=== TASK PROMPT ===
Rescale everything from the line containing "TARGET = wooden railing" down to the end of the records, writing every line out again with the requests included. Multiply each point coordinate in the answers by 1.7 and round it to a whole number, with halves rounded up.

** START OF SOURCE DATA **

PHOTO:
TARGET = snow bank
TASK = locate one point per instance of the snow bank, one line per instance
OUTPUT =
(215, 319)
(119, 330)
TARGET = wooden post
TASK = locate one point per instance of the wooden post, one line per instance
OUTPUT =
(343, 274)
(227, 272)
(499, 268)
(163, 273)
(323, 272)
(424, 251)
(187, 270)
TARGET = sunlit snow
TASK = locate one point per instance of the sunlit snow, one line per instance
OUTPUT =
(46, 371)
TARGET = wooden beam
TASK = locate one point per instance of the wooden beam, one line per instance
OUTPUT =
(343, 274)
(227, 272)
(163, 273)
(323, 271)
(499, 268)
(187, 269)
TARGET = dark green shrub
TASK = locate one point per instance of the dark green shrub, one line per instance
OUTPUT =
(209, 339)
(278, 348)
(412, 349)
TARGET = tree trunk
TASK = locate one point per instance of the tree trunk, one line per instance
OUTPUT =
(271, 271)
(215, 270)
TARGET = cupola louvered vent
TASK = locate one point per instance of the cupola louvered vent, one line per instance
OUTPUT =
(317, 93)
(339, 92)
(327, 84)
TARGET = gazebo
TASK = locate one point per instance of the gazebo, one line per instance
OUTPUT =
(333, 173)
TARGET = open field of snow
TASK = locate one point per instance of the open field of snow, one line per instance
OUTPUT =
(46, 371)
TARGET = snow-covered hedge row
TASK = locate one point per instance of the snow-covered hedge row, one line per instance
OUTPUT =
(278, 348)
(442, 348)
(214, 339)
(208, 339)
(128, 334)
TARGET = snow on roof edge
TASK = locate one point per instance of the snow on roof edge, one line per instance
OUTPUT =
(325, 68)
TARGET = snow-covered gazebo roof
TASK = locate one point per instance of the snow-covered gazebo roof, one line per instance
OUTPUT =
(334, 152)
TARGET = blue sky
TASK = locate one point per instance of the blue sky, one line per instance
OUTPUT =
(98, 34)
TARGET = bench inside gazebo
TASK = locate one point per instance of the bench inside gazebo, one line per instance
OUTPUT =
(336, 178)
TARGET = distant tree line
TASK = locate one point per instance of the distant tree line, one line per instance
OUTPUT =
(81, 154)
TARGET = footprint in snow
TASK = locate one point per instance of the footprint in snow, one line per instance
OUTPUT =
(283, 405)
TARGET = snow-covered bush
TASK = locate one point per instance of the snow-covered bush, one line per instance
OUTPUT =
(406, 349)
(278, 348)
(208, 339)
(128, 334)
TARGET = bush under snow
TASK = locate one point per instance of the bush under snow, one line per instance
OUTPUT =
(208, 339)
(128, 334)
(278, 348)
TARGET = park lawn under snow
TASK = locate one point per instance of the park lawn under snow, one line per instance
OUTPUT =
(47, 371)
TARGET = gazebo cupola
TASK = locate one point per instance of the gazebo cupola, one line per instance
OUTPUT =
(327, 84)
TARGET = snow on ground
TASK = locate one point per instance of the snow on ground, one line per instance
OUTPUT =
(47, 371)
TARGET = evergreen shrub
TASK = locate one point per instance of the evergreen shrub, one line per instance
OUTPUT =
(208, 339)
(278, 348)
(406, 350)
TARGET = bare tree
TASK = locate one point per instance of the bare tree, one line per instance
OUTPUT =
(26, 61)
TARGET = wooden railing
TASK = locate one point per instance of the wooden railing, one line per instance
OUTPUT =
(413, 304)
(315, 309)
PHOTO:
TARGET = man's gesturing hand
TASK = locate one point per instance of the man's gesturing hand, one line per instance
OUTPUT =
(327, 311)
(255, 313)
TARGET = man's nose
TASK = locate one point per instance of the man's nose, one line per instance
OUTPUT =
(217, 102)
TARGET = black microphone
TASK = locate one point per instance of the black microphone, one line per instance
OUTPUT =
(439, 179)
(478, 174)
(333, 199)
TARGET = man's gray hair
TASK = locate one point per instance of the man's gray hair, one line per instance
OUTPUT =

** END OF SOURCE DATA **

=== SOLUTION TO THIS EXERCISE ===
TARGET = wooden railing
TASK = locate one point per instance of the wooden railing, one line per instance
OUTPUT =
(702, 517)
(536, 525)
PHOTO:
TARGET = man's gesturing hand
TASK = locate one point per instance of the man's gesturing hand, one line per instance
OUTPUT =
(556, 529)
(434, 532)
TARGET = man's nose
TASK = locate one point per instance of the man's nose, one line per instance
OUTPUT =
(369, 173)
TARGET = black microphone
TASK = locate one point per instance of the black microphone, one line per instance
OUTPUT =
(746, 304)
(813, 296)
(566, 338)
TARGET = man's gray hair
TASK = locate one point per instance of the man's gray hair, one line per instance
OUTPUT =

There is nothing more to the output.